Source material below:
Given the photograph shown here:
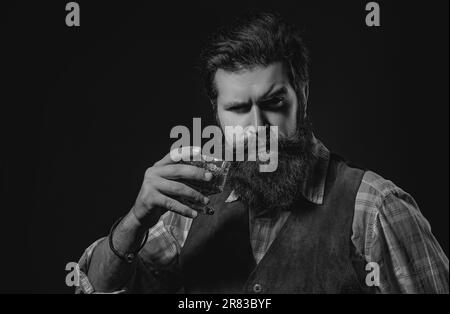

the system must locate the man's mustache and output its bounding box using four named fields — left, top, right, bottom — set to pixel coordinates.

left=217, top=127, right=273, bottom=165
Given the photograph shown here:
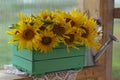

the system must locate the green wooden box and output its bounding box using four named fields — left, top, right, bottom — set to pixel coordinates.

left=12, top=44, right=86, bottom=76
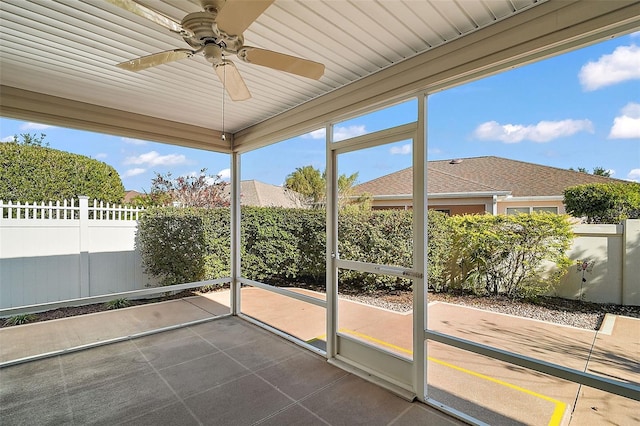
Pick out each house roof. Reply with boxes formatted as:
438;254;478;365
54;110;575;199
354;156;625;198
123;190;143;203
239;180;304;208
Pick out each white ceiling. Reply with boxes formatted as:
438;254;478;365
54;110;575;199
1;0;638;152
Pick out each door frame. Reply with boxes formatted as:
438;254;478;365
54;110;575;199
325;96;428;399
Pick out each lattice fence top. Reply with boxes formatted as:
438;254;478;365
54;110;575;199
0;198;143;220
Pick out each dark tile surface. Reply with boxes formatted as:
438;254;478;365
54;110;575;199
185;373;293;424
256;352;348;400
159;351;250;399
257;403;330;425
300;374;413;425
0;316;463;425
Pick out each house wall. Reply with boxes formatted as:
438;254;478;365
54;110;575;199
430;205;486;215
0;198;159;309
372;196;493;215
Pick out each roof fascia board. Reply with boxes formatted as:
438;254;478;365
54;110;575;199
233;0;640;153
0;85;232;153
368;192;511;200
503;196;565;202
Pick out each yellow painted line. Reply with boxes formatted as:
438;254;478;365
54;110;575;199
312;329;567;426
428;357;567;426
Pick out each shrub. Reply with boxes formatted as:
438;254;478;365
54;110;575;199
242;207;325;283
104;298;131;310
338;210;414;292
136;207;230;286
3;314;37;326
137;207;454;293
446;213;574;298
426;210;452;292
0;142;124;203
564;182;640;224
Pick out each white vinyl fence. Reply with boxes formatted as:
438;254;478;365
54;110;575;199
1;197;638;310
556;219;639;306
0;197;159;309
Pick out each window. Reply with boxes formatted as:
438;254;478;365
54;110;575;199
507;207;559;215
533;206;558;213
506;207;530;215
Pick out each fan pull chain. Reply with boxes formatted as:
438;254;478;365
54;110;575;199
221;58;226;141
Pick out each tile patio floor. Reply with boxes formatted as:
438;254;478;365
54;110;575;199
0;315;463;425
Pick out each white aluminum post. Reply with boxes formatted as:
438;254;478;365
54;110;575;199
414;94;428;401
231;152;241;315
326;123;338;359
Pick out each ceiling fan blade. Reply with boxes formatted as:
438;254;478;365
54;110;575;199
105;0;184;34
215;60;251;101
117;49;195;71
238;47;324;80
216;0;274;36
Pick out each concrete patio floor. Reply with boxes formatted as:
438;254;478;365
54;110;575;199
1;288;638;425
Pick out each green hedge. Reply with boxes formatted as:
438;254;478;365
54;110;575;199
137;207;570;298
137;207;451;291
0;143;124;203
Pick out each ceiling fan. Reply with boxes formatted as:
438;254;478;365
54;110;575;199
108;0;325;101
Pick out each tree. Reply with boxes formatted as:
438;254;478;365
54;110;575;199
284;165;367;209
569;166;611;177
134;169;230;208
564;182;640;223
11;132;48;147
0;134;124;203
284;166;325;206
592;167;612;177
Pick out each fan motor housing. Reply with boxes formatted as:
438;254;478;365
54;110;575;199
181;12;243;52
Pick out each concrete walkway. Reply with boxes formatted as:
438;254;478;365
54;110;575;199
1;288;638;425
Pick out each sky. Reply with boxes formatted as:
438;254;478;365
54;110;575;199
1;32;639;194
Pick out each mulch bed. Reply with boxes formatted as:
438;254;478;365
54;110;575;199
2;287;638;329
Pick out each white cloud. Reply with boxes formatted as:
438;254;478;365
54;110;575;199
609;102;640;139
122;168;146;178
390;143;411;155
303;125;367;141
1;135;14;142
217;168;231;180
121;137;147;145
473;119;594;143
628;169;640;181
579;44;640;91
304;128;326;139
334;125;367;141
20;122;53;130
123;151;187;167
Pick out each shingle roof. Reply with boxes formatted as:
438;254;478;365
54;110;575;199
354;156;624;197
240;180;305;208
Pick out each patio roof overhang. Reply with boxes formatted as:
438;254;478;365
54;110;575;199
1;1;638;153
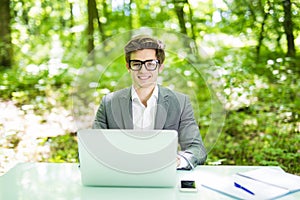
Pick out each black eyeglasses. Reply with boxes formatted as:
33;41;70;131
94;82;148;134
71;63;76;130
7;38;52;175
129;59;160;71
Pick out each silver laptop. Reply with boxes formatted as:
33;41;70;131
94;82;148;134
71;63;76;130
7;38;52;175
77;129;178;187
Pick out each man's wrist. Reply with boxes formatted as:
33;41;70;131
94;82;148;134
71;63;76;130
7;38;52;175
177;154;189;169
177;151;196;170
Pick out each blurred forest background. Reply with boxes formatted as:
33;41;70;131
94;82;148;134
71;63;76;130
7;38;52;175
0;0;299;175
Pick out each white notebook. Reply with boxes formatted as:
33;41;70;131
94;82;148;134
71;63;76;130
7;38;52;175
237;168;300;192
202;167;300;200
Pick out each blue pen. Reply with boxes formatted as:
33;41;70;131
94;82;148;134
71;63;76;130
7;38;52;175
234;182;255;195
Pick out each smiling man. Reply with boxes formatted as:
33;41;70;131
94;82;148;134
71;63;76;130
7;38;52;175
92;35;207;170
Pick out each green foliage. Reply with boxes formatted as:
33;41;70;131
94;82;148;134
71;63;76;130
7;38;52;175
0;64;74;113
209;104;300;174
1;0;299;175
207;49;300;175
41;133;78;163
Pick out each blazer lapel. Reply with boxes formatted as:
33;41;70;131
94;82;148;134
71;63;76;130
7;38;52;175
155;86;169;129
119;88;133;129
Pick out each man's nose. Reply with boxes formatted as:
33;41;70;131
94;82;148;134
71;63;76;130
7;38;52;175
139;63;148;72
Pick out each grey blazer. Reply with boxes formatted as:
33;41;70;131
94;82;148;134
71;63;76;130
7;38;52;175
92;85;207;167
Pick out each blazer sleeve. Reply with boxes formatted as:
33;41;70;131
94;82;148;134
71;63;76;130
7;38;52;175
92;95;108;129
177;95;207;167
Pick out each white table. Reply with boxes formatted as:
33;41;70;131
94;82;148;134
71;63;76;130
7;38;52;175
0;163;299;200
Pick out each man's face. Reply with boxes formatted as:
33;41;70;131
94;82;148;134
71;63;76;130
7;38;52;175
126;49;164;89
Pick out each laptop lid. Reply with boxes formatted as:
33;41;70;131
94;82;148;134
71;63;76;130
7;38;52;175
77;129;178;187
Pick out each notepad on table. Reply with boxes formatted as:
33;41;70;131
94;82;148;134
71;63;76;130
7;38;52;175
202;167;300;200
237;167;300;193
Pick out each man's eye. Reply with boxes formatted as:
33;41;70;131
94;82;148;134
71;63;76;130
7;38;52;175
147;63;155;67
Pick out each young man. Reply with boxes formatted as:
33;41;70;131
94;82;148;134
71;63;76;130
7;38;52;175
93;35;207;169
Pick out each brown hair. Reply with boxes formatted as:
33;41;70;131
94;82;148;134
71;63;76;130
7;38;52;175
124;35;165;64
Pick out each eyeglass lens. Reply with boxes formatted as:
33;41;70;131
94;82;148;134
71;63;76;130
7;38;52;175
129;60;159;71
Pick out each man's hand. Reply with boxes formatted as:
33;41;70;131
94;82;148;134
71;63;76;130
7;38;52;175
177;156;181;167
177;154;190;169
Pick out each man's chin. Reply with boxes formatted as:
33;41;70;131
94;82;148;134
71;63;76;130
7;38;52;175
135;81;156;89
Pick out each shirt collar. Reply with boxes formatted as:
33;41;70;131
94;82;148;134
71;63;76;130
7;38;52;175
131;85;158;101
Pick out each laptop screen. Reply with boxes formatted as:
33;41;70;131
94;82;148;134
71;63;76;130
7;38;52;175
78;129;178;187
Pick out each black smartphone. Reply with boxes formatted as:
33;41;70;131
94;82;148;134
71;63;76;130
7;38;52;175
179;180;197;192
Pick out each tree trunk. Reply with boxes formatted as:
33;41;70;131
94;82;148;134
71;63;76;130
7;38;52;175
128;0;133;30
282;0;296;57
87;0;106;53
69;2;74;28
173;0;187;35
0;0;12;67
92;0;106;42
102;0;108;19
256;10;268;62
87;0;95;53
186;0;198;54
256;0;271;62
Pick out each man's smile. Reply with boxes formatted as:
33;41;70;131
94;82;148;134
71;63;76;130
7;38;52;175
137;74;151;80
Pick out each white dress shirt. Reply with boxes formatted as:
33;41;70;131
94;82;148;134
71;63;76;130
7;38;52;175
131;85;190;169
131;85;158;130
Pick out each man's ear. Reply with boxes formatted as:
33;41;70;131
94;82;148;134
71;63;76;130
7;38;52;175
126;63;130;72
158;64;164;73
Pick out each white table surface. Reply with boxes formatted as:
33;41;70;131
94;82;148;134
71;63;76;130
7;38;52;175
0;162;299;200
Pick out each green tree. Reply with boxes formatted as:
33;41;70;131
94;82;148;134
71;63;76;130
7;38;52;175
0;0;12;67
1;0;299;175
282;0;296;57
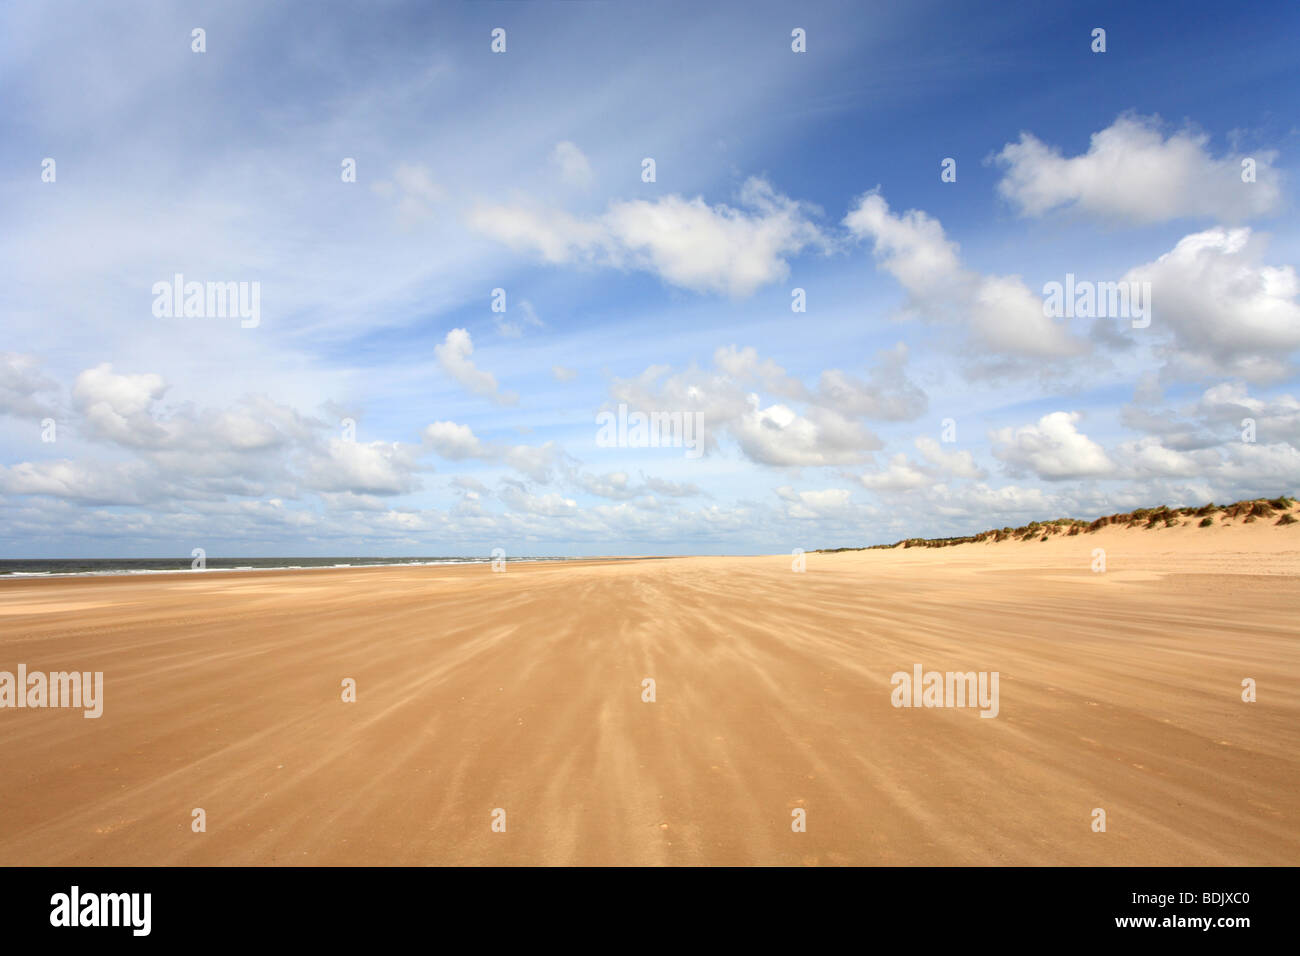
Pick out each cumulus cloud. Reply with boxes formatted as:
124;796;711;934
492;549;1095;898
70;364;316;465
990;412;1115;480
926;482;1063;525
731;398;879;467
1112;436;1209;478
0;353;60;419
775;486;855;519
914;436;987;479
469;177;828;297
1103;432;1300;494
3;363;432;505
609;349;889;468
854;454;932;492
714;342;928;421
844;192;1085;361
713;344;808;399
497;481;577;516
1205;440;1300;491
851;434;988;496
1122;227;1300;383
604;343;929;469
814;343;929;421
573;470;704;501
0;459;154;505
301;439;424;495
576;471;639;500
422;420;485;459
994;114;1283;224
1197;382;1300;446
1123;379;1300;451
434;328;519;405
73;363;169;446
422;420;564;482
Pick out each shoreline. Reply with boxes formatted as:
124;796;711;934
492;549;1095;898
0;554;679;583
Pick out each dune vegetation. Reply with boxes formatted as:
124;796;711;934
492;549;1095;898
817;496;1299;552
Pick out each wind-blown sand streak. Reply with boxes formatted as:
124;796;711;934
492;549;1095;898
1;519;1297;865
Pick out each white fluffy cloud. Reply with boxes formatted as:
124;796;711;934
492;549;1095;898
813;343;929;421
422;420;563;482
1197;382;1300;446
0;353;59;419
776;485;856;519
434;328;519;405
844;192;1084;360
1122;437;1213;478
422;420;485;459
731;398;879;467
1123;227;1300;383
915;436;987;479
4;363;434;505
1122;379;1300;457
852;435;987;494
469;177;828;297
854;454;931;492
302;439;424;495
73;363;169;446
991;412;1115;480
498;482;577;516
0;459;154;505
606;344;920;468
995;115;1282;224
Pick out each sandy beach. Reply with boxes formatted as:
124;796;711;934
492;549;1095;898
1;514;1297;866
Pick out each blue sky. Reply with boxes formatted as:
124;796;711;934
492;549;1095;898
2;0;1298;557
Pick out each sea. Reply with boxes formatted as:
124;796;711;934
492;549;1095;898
0;556;582;579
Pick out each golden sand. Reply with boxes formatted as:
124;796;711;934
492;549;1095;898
1;512;1297;865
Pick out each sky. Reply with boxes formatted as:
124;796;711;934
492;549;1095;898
1;0;1298;558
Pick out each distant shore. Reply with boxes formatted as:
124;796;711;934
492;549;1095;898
0;555;668;581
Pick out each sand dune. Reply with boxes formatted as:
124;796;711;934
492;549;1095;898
1;513;1297;865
End of Source material.
# [What the task asks]
Gather from the entries above all lines that include the string "house".

# [Reply]
Pick out each house roof. Reply with boxes formatted as:
Pick out each house wall. Reply with boxes formatted as:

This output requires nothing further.